- WRITTEN REQUEST
Reproduce the material from its start through the line containing "x=1074, y=621", both ends included, keeping the requests. Multiply every coordinate in the answers by 1.9, rounding to whole numbers with halves going up, and leave the numbers in the requests and their format samples as they are.

- SOURCE RECORDS

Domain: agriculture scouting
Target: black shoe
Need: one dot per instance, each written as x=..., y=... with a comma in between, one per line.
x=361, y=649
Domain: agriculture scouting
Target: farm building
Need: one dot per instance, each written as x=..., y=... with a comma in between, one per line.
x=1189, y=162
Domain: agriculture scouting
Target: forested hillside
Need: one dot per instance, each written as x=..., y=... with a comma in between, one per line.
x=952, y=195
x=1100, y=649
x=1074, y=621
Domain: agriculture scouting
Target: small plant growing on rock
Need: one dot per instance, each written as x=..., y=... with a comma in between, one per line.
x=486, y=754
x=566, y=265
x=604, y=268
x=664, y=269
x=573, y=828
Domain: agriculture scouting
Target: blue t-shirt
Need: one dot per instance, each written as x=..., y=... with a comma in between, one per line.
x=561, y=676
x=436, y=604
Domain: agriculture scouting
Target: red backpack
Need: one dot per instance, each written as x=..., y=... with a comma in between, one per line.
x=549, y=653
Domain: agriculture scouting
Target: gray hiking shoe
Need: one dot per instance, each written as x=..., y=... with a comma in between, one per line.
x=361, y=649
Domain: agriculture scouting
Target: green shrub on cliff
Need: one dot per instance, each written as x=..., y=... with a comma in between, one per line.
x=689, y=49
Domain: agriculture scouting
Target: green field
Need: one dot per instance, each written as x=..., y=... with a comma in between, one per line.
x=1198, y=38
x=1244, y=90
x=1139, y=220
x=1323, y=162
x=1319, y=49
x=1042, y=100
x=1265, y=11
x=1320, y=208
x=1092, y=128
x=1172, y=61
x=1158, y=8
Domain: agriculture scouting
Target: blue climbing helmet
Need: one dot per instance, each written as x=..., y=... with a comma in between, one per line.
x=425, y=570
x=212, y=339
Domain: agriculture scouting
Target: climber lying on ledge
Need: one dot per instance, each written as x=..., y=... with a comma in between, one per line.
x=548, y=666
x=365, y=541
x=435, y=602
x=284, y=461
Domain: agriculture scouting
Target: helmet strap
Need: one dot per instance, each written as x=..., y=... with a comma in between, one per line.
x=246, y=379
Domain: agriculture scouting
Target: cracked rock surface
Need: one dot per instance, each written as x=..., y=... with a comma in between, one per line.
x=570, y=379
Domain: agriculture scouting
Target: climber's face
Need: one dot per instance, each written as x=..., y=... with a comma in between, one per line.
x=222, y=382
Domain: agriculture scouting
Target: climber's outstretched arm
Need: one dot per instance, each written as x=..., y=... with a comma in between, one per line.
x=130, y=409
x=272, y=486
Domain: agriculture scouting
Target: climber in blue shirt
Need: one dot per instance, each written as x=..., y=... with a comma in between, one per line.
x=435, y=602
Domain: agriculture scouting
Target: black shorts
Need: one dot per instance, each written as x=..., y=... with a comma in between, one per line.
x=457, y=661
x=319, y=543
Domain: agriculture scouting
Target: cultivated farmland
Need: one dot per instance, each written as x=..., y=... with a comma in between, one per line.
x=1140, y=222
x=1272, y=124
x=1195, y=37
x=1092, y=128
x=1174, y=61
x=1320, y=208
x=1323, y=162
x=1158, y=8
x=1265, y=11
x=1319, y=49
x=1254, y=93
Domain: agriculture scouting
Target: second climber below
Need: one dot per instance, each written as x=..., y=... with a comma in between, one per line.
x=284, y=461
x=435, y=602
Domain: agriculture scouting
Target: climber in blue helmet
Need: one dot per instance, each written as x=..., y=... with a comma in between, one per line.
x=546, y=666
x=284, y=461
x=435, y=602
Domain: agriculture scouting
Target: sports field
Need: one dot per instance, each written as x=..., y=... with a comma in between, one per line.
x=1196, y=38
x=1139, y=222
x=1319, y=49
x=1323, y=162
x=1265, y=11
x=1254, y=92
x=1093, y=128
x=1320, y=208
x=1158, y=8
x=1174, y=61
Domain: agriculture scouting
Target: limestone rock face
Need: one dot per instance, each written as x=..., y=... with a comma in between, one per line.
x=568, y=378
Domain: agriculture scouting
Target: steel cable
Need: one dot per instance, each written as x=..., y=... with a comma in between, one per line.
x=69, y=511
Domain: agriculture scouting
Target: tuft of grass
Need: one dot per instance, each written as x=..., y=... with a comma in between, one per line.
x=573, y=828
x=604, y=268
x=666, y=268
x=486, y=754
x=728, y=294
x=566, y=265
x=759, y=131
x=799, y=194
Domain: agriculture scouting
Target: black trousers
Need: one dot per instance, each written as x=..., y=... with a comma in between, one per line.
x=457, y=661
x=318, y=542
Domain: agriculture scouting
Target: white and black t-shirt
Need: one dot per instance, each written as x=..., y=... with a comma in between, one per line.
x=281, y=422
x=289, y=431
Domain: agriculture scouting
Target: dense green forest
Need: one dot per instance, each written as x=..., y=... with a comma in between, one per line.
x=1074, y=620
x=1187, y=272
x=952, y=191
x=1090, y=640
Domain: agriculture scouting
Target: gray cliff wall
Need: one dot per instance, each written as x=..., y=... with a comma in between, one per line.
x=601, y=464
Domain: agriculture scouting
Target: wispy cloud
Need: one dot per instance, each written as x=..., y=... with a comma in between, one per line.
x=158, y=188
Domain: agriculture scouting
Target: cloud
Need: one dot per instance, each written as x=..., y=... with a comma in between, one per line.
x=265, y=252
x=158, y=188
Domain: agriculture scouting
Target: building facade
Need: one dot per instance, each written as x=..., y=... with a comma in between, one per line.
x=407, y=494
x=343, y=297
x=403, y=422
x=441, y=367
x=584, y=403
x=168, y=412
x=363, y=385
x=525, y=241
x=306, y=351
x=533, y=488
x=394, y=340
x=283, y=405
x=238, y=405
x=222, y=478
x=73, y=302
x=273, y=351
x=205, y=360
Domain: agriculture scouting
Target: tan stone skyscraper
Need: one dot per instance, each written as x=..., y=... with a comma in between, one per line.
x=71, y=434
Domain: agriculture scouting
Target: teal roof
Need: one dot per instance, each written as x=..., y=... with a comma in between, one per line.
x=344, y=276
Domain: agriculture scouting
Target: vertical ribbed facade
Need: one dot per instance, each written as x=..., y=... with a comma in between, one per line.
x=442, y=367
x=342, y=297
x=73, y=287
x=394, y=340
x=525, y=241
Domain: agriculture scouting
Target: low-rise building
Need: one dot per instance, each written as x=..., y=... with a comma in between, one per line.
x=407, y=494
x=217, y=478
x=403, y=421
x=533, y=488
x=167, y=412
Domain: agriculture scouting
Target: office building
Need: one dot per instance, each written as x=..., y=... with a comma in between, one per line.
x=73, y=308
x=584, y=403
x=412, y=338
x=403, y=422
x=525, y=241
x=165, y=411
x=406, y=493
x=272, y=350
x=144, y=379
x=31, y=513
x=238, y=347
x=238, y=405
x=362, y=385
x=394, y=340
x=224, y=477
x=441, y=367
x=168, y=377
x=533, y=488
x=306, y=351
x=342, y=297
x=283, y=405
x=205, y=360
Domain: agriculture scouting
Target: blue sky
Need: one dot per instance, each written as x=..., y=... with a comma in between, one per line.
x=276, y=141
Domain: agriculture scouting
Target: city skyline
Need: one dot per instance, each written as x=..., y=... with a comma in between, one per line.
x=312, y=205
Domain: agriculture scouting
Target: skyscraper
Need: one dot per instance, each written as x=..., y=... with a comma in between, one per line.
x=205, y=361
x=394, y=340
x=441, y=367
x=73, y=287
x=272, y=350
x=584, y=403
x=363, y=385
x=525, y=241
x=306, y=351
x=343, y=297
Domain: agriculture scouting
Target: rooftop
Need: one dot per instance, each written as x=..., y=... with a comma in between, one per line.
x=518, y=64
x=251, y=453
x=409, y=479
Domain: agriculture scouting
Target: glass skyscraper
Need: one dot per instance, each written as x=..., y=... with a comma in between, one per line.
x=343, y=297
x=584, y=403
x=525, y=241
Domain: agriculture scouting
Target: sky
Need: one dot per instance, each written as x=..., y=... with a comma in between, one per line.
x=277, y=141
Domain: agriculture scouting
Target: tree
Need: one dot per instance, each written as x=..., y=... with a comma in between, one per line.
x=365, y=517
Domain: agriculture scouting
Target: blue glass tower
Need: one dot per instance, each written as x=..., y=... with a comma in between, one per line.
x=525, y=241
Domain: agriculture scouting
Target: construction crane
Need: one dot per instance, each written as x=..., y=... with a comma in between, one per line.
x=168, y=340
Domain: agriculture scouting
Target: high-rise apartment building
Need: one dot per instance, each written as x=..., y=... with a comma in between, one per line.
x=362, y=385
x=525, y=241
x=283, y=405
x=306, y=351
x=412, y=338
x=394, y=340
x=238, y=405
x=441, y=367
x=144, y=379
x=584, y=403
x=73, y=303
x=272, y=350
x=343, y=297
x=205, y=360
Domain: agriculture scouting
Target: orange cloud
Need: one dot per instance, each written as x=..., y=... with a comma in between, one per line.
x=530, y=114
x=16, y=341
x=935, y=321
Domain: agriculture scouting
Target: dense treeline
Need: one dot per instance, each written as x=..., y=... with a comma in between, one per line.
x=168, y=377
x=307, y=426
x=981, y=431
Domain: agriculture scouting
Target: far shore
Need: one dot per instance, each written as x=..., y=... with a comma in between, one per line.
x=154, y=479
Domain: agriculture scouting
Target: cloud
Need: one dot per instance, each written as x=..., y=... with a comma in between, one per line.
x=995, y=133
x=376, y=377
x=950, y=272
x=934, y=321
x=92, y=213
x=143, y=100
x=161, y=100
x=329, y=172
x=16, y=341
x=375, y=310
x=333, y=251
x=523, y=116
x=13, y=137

- PROBLEM SOLUTION
Domain: agriculture scouting
Target: black shoe
Need: one dot per instance, each written as x=..., y=... with a comma in between, one per line.
x=686, y=1233
Domain: agriculture scouting
Target: farm building
Need: one dot per instance, each written as x=..., y=... with a comma in between, one per line.
x=2259, y=308
Domain: agriculture scouting
Target: forested hillside
Need: one dot per instance, each written as x=..., y=... with a comma in between, one per line.
x=1809, y=371
x=2090, y=1233
x=2041, y=1180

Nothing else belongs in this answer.